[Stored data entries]
· · · · · · ·

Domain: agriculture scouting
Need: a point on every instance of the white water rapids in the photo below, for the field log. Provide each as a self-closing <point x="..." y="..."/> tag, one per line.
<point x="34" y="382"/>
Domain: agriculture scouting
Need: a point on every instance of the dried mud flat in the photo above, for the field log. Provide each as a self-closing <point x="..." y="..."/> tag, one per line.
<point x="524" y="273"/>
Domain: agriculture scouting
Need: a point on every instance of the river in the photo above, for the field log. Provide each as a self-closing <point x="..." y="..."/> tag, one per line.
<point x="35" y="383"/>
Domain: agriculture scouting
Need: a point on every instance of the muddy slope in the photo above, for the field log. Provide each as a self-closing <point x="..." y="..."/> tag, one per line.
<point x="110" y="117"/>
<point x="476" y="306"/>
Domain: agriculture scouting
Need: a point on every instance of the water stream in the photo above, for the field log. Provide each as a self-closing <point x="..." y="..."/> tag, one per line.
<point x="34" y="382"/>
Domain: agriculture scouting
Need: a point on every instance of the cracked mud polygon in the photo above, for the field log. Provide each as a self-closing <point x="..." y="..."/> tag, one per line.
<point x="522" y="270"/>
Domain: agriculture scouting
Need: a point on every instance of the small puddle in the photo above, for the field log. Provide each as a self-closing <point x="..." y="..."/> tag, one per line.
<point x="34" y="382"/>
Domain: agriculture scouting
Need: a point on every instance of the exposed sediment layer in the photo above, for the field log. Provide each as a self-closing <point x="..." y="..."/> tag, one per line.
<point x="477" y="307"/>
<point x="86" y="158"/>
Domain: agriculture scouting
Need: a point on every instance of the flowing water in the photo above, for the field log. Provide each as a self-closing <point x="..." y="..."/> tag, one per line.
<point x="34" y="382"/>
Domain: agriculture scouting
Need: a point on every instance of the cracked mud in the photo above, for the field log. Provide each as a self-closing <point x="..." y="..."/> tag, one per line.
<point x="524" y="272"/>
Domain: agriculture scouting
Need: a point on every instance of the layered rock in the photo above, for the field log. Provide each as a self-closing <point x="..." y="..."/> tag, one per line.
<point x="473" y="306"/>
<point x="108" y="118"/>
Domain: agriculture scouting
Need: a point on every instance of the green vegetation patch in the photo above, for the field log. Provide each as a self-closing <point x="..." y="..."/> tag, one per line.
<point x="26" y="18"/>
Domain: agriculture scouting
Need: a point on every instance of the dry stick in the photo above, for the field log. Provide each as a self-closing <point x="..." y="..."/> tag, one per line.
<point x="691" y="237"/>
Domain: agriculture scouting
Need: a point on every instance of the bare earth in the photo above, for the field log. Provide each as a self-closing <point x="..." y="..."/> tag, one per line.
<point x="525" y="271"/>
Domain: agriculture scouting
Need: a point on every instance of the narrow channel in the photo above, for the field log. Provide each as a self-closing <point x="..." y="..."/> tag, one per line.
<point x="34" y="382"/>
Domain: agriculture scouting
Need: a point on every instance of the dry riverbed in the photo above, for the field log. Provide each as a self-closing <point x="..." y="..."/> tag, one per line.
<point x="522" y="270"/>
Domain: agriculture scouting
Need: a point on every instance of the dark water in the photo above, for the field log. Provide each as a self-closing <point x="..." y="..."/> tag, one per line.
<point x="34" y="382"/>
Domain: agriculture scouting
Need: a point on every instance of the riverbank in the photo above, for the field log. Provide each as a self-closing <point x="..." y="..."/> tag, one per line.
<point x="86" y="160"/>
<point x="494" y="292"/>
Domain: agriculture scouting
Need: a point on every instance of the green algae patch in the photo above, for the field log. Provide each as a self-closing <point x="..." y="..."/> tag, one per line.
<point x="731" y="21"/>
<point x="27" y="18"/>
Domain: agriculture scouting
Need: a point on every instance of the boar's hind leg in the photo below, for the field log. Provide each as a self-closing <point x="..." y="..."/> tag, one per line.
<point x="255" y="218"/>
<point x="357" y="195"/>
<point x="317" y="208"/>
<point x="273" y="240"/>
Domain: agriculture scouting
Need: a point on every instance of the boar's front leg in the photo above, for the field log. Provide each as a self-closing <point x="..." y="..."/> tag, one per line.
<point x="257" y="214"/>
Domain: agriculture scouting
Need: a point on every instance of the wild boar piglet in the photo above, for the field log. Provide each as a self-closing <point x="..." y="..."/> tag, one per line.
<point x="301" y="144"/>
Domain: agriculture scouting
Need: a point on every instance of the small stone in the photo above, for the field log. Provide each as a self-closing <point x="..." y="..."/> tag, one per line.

· · · · · · ·

**WHAT YOU NEED TO DO**
Nothing in the records may be left out; transcribe all of them exactly.

**PROBLEM SOLUTION**
Domain: agriculture scouting
Need: a point on every instance of the white water rapids in the photo below, for the field log. Provide each as a self-closing <point x="..." y="..."/> tag, one per line.
<point x="34" y="382"/>
Domain: agriculture scouting
Need: a point on every instance of the dried mud flat in the photo above, for the field log. Provide each as a self-closing <point x="..." y="..."/> tag, one per line.
<point x="524" y="273"/>
Domain: agriculture scouting
Need: a point on every instance of the river in the photo above, for the field log. Provide each as a self-closing <point x="..." y="..."/> tag, one per line.
<point x="35" y="383"/>
Domain: agriculture scouting
Need: a point on every instance of the muddy slope in the photo above, for the field log. Provide each as a self-closing <point x="..." y="..."/> tag, one per line.
<point x="110" y="117"/>
<point x="476" y="306"/>
Domain: agriculture scouting
Need: a point on every instance of the water stream in the photo above, for the field log. Provide each as a self-closing <point x="..." y="..."/> tag, one per line.
<point x="34" y="382"/>
Domain: agriculture scouting
Need: a point on every instance of the cracked mud polygon in the photo above, for the field log. Provide each as a self-closing <point x="..." y="..."/> tag, one per line.
<point x="522" y="270"/>
Domain: agriculture scouting
Need: a point on every instance of the small puddle in the photo above, for the field log. Provide each as a self-closing <point x="..." y="..."/> tag, one per line.
<point x="34" y="382"/>
Domain: agriculture scouting
Need: a point on every instance of the exposed sediment layer in the photo above, for the field log. Provide each as a self-closing <point x="..." y="..."/> tag, one per line.
<point x="477" y="307"/>
<point x="86" y="158"/>
Domain: agriculture scouting
Need: a point on every instance of the flowing water in the photo above, for the field log. Provide each as a self-closing <point x="..." y="..."/> tag, one per line.
<point x="34" y="382"/>
Domain: agriculture scouting
Need: a point on every instance of the cracked mud in the photo above, for the field log. Provide each as a self-closing <point x="..." y="..."/> tag, one per line.
<point x="524" y="272"/>
Domain: agriculture scouting
Need: a point on every instance of the layered rock in the photo above, for the field log. Provide each as a self-closing <point x="..." y="..."/> tag, one per line.
<point x="473" y="306"/>
<point x="108" y="118"/>
Domain: agriculture scouting
Need: a point on every instance of the green vegetation patch in the photo above, for the field log. Provide each as a self-closing <point x="..." y="..."/> tag, one per line.
<point x="26" y="18"/>
Domain: agriculture scouting
Need: a point on every instance of the dry stick in the photo above, for the field log. Provide each as a self-closing <point x="..." y="..."/> tag, one per line.
<point x="691" y="237"/>
Domain: agriculture scouting
Need: a point on every instance of the bare earth in the photo above, for the field log. Provide each as a self-closing <point x="..." y="..."/> tag, one per line.
<point x="525" y="271"/>
Domain: agriculture scouting
Need: a point on every instance of the narrow channel in the photo above, for the field log. Provide each as a self-closing <point x="..." y="..."/> tag, one per line.
<point x="34" y="382"/>
Domain: agriculture scouting
Need: a point on every instance of the dry riverbed in the photo above, for the field log. Provide each as a self-closing <point x="..." y="..."/> tag, one per line.
<point x="522" y="270"/>
Domain: agriculture scouting
Need: a point on every instance of the dark water in the photo above, for the field log. Provide each as a self-closing <point x="..." y="..."/> tag, one per line.
<point x="34" y="382"/>
Domain: agriculture scouting
Need: a point on every instance of the riverbank in the photo above, for the field log. Provide each as a self-closing <point x="..." y="..."/> tag, one per line.
<point x="86" y="160"/>
<point x="494" y="292"/>
Domain: agriculture scouting
Need: a point on every instance of the green algae patch in the photo above, for the field log. Provide each as a self-closing <point x="..." y="..."/> tag, one per line.
<point x="731" y="21"/>
<point x="27" y="18"/>
Domain: agriculture scouting
Need: a point on every instance of the boar's hind leg in the photo below, for the field log. Provide each as a self-closing <point x="..." y="..."/> tag, one per line.
<point x="255" y="218"/>
<point x="357" y="195"/>
<point x="317" y="208"/>
<point x="273" y="240"/>
Domain: agriculture scouting
Need: a point on every instance of the boar's front leg in the photo above, for the field log. Provide each as a self-closing <point x="..." y="..."/> tag, one per line.
<point x="257" y="214"/>
Domain: agriculture scouting
Need: a point on every instance of the wild boar piglet in the photo above, for the field log. Provide each as a self-closing <point x="..." y="..."/> tag, one per line.
<point x="301" y="144"/>
Domain: agriculture scouting
Need: a point on every instance of the small stone in the photo above, for the field log. Provide each as a self-closing <point x="..." y="..."/> tag, one per line.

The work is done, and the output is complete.